## TASK DETAILS
Pick out and copy every line below that has the word "banner".

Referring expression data
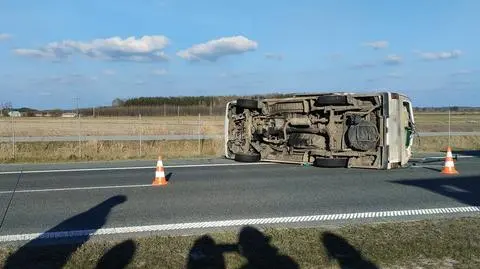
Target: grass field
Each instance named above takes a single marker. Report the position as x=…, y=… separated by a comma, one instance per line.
x=426, y=122
x=440, y=244
x=111, y=126
x=121, y=150
x=118, y=150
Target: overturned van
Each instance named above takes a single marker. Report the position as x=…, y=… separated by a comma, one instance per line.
x=362, y=130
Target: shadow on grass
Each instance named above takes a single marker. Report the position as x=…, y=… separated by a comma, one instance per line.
x=252, y=245
x=118, y=257
x=46, y=251
x=465, y=189
x=347, y=256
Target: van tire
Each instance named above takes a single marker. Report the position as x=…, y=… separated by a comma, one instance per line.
x=247, y=104
x=331, y=162
x=247, y=157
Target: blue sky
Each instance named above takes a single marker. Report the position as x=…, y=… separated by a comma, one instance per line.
x=54, y=50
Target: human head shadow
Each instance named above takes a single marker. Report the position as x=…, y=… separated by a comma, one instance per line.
x=465, y=189
x=260, y=254
x=118, y=257
x=348, y=256
x=46, y=251
x=252, y=244
x=205, y=253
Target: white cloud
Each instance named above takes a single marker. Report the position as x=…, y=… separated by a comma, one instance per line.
x=5, y=36
x=215, y=49
x=381, y=44
x=462, y=72
x=442, y=55
x=274, y=56
x=160, y=72
x=146, y=48
x=109, y=72
x=363, y=66
x=393, y=59
x=394, y=75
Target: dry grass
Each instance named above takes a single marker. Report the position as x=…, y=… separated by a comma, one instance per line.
x=438, y=122
x=440, y=244
x=426, y=122
x=108, y=150
x=111, y=126
x=124, y=150
x=440, y=143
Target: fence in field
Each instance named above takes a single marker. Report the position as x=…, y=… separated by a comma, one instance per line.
x=141, y=129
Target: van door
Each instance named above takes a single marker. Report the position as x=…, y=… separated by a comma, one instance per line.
x=393, y=131
x=408, y=130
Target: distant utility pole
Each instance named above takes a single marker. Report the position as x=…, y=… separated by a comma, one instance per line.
x=78, y=125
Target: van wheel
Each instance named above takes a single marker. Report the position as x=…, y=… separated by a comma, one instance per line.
x=331, y=100
x=247, y=157
x=331, y=162
x=247, y=104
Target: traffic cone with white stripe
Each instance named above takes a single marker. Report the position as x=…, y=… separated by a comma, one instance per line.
x=160, y=178
x=449, y=167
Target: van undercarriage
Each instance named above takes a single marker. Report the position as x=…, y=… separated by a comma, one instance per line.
x=329, y=130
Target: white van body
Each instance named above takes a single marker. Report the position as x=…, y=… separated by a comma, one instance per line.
x=362, y=130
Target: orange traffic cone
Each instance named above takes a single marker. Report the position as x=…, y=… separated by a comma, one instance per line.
x=449, y=167
x=160, y=178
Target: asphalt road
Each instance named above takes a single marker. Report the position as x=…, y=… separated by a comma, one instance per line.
x=162, y=137
x=216, y=190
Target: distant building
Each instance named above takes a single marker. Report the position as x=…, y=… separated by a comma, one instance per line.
x=14, y=114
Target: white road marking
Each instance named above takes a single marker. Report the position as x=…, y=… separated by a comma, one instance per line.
x=238, y=222
x=78, y=188
x=129, y=168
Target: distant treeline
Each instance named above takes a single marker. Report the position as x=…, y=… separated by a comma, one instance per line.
x=187, y=100
x=182, y=106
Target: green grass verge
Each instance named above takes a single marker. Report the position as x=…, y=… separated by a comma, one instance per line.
x=447, y=243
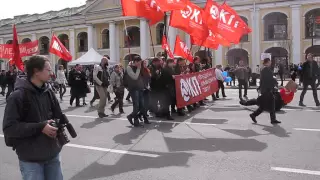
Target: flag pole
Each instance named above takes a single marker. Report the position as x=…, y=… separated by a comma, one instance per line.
x=165, y=32
x=154, y=54
x=127, y=35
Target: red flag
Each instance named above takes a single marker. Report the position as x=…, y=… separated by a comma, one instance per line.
x=16, y=58
x=142, y=8
x=166, y=47
x=169, y=5
x=57, y=48
x=225, y=21
x=181, y=49
x=190, y=21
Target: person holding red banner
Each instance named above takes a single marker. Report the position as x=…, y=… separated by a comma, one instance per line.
x=220, y=79
x=169, y=97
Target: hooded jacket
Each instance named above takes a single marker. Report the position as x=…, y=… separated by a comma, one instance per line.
x=23, y=127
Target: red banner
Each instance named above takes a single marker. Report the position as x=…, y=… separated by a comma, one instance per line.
x=192, y=88
x=26, y=49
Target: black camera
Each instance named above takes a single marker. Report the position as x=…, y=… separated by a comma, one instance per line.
x=61, y=134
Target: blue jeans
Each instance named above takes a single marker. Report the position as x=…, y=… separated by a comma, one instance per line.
x=138, y=102
x=49, y=170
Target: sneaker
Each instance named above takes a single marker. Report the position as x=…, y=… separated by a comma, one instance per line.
x=129, y=117
x=301, y=104
x=253, y=118
x=275, y=122
x=102, y=115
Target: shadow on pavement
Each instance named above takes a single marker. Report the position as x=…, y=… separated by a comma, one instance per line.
x=129, y=163
x=214, y=144
x=243, y=133
x=275, y=130
x=127, y=138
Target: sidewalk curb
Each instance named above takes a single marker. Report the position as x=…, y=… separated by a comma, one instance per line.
x=255, y=87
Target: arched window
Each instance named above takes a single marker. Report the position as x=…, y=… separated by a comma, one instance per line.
x=82, y=42
x=44, y=45
x=133, y=38
x=105, y=39
x=236, y=55
x=64, y=39
x=312, y=26
x=25, y=40
x=159, y=32
x=278, y=55
x=275, y=26
x=244, y=38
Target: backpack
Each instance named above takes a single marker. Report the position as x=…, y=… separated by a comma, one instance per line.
x=126, y=79
x=26, y=102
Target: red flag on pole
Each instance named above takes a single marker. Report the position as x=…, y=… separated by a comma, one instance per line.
x=166, y=47
x=16, y=58
x=57, y=48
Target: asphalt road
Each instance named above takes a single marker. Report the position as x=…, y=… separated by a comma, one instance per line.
x=216, y=142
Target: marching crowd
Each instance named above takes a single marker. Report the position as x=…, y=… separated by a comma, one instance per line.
x=33, y=111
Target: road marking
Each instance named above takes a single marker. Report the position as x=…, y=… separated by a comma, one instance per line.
x=155, y=121
x=300, y=171
x=112, y=150
x=302, y=129
x=109, y=150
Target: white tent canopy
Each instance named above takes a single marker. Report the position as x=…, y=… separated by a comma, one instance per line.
x=90, y=58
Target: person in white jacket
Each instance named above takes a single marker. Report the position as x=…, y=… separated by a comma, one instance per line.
x=61, y=80
x=220, y=79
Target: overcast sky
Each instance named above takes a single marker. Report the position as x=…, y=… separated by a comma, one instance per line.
x=10, y=8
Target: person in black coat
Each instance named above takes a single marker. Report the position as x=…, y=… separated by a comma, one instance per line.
x=167, y=78
x=11, y=76
x=77, y=82
x=267, y=86
x=309, y=74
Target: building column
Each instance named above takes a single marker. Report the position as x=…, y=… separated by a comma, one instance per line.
x=255, y=39
x=95, y=38
x=172, y=33
x=144, y=39
x=218, y=55
x=117, y=43
x=90, y=37
x=34, y=37
x=72, y=48
x=296, y=34
x=112, y=41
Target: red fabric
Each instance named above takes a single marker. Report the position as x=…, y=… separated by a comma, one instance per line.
x=26, y=49
x=142, y=9
x=286, y=95
x=166, y=47
x=16, y=58
x=181, y=49
x=194, y=87
x=57, y=48
x=191, y=21
x=225, y=21
x=169, y=5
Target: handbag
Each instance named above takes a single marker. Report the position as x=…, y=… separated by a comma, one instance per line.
x=110, y=89
x=88, y=89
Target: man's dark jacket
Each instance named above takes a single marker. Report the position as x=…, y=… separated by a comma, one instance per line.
x=267, y=81
x=309, y=71
x=24, y=126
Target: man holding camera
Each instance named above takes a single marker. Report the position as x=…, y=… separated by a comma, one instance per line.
x=28, y=123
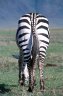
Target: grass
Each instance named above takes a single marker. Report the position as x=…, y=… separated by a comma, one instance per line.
x=53, y=75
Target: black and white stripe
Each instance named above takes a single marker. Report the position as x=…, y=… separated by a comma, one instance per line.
x=24, y=36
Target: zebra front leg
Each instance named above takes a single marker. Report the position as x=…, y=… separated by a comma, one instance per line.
x=41, y=64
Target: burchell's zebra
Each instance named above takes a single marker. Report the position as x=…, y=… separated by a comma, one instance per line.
x=32, y=38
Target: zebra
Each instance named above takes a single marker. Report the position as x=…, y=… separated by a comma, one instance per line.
x=32, y=38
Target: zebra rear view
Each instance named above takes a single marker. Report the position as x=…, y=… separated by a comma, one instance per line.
x=32, y=38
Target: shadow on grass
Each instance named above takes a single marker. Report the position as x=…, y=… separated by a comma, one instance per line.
x=3, y=88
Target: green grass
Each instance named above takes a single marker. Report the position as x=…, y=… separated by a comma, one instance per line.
x=53, y=75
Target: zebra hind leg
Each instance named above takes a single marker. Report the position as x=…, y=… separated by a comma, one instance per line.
x=31, y=79
x=41, y=63
x=21, y=75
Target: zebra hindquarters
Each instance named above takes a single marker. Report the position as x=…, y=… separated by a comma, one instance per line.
x=43, y=37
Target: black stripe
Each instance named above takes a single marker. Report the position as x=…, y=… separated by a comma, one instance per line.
x=27, y=57
x=27, y=60
x=40, y=16
x=26, y=16
x=24, y=20
x=44, y=41
x=43, y=34
x=42, y=52
x=22, y=41
x=41, y=55
x=21, y=35
x=23, y=45
x=42, y=20
x=26, y=53
x=25, y=49
x=43, y=47
x=23, y=27
x=42, y=27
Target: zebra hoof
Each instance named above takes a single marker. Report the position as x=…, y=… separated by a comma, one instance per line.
x=30, y=89
x=21, y=82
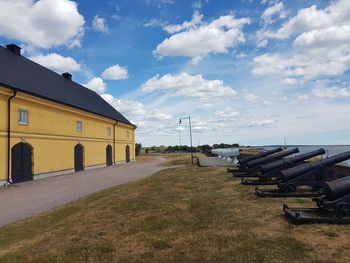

## REPLY TO THE EXERCISE
Target: person holding red banner
Target: red banner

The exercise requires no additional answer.